MATERIAL FOR THIS EXERCISE:
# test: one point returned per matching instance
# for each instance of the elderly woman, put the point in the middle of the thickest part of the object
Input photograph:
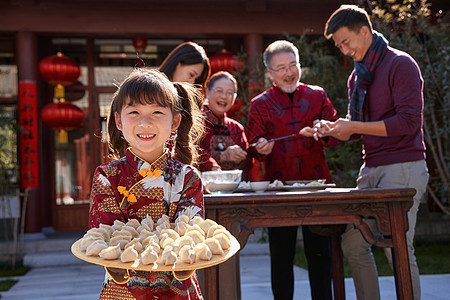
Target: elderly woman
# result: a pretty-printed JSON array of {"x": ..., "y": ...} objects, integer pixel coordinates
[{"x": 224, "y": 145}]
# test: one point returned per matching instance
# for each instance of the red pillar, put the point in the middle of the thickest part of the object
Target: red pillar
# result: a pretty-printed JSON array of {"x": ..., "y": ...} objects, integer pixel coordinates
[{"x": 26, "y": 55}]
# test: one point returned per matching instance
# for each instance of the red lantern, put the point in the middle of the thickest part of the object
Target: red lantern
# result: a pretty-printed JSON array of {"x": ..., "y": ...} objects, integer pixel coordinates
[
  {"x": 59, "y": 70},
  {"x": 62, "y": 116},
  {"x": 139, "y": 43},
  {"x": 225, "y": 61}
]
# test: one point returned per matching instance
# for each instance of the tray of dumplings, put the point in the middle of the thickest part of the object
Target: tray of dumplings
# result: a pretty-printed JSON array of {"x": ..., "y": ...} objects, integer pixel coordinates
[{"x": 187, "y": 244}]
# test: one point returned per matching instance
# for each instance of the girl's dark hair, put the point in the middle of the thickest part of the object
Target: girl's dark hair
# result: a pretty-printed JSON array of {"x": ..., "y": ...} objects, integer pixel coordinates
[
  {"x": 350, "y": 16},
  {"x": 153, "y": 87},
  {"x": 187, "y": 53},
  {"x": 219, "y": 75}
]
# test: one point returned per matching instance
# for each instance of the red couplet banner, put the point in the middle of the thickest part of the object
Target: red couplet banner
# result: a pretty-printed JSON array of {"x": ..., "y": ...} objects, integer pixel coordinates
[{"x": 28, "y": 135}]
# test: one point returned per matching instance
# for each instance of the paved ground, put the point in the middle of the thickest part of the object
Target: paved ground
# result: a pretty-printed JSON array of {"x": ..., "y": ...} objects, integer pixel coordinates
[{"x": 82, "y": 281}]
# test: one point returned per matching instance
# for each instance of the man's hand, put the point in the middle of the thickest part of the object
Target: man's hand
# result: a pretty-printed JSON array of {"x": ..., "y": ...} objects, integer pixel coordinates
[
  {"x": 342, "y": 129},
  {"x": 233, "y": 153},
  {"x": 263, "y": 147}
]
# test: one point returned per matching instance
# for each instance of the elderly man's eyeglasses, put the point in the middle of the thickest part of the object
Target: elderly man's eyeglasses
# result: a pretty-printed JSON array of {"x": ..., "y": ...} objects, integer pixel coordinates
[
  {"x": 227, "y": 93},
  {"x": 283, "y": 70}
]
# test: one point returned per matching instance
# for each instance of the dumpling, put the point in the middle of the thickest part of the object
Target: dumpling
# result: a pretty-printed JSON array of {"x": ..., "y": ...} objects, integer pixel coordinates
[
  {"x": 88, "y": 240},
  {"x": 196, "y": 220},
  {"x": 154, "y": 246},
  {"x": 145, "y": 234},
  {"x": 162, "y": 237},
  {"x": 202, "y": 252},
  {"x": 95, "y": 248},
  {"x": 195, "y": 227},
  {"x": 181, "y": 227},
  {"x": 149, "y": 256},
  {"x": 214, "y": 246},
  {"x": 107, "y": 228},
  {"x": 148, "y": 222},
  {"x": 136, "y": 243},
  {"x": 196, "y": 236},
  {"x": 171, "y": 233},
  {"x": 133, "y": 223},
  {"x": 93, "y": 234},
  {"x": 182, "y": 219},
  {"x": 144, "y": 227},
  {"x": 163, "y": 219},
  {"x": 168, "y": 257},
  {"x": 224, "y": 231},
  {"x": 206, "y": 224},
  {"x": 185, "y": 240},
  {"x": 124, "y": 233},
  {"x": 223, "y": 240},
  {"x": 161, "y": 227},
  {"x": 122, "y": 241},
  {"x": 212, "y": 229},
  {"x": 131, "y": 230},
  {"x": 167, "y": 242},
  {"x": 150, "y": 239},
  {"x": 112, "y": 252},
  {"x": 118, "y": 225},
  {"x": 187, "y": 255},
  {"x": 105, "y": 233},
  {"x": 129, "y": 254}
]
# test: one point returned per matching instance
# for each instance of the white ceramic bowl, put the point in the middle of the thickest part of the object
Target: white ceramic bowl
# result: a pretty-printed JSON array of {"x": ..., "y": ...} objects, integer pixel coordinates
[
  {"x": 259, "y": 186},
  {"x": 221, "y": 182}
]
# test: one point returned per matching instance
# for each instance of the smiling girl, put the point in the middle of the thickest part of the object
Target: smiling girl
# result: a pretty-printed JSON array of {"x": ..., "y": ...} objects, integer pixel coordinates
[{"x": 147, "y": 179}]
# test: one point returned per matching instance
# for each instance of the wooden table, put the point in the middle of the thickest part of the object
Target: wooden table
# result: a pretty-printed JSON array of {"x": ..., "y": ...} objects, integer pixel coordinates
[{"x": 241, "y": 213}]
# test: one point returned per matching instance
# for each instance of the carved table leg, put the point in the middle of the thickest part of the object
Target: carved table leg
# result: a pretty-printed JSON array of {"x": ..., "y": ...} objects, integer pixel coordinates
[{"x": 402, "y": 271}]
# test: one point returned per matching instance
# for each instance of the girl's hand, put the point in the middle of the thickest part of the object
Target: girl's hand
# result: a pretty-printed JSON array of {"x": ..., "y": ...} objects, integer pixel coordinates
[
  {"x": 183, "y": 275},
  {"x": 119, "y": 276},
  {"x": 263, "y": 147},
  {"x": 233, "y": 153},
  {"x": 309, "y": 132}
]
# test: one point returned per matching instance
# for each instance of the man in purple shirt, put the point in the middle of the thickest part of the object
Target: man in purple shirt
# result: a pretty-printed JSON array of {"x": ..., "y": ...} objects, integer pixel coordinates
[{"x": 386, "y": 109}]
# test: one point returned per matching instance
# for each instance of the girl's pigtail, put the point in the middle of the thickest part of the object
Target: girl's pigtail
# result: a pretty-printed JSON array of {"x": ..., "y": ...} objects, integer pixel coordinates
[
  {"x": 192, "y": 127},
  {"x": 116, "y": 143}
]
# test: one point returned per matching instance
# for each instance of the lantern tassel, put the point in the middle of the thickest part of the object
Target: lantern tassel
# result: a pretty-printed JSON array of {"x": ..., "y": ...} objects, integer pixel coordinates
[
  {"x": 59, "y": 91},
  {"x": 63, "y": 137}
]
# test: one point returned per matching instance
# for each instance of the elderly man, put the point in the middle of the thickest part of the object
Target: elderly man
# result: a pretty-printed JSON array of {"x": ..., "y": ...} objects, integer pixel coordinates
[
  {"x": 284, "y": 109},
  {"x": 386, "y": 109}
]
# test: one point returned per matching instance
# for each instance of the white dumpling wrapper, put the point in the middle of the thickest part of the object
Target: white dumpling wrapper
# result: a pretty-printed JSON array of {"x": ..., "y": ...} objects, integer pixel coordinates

--

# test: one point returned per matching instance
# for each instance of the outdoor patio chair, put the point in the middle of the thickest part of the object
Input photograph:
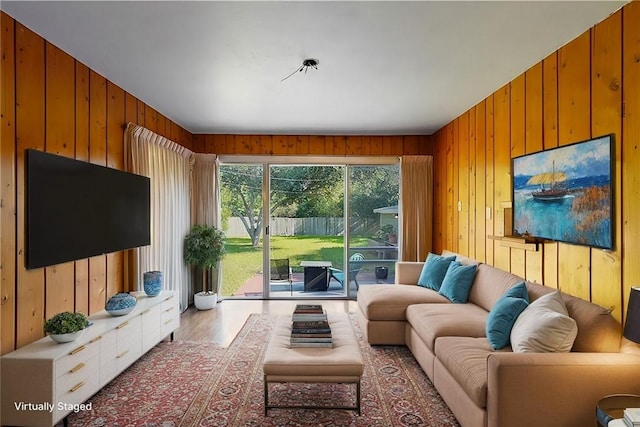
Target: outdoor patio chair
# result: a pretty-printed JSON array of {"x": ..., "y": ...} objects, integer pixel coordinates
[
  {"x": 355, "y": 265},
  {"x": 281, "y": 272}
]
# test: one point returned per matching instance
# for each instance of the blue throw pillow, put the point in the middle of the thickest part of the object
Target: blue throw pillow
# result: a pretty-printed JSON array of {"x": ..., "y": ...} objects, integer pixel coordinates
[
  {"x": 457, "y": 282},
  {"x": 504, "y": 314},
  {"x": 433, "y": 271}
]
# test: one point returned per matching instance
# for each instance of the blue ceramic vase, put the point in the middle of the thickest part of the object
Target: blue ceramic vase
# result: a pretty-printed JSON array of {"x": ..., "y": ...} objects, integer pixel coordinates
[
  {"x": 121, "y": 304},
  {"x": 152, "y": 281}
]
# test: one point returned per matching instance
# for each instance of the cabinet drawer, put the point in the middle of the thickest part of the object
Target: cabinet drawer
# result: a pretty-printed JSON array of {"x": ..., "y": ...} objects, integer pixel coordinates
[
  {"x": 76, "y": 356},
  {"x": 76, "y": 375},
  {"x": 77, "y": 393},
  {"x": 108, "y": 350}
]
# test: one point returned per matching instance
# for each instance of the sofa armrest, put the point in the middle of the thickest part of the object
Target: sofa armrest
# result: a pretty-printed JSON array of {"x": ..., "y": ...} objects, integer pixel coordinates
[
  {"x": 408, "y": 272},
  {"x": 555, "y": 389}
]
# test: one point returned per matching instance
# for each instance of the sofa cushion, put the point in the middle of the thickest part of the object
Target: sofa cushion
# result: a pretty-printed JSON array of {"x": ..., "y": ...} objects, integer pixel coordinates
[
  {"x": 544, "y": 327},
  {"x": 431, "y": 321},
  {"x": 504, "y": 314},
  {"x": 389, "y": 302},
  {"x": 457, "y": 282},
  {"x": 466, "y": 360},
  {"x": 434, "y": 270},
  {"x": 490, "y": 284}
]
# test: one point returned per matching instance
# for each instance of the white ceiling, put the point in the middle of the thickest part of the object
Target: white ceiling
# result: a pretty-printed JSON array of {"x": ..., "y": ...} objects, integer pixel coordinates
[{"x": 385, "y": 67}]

PROBLEM REQUIREMENTS:
Locate each line above that contains the word "eyeglasses" and copy every such line in full.

SOLUTION:
# for each instance of the elderly man's eyeglasses, put the point in the middle of the thickest part of the object
Target: elderly man's eyeglasses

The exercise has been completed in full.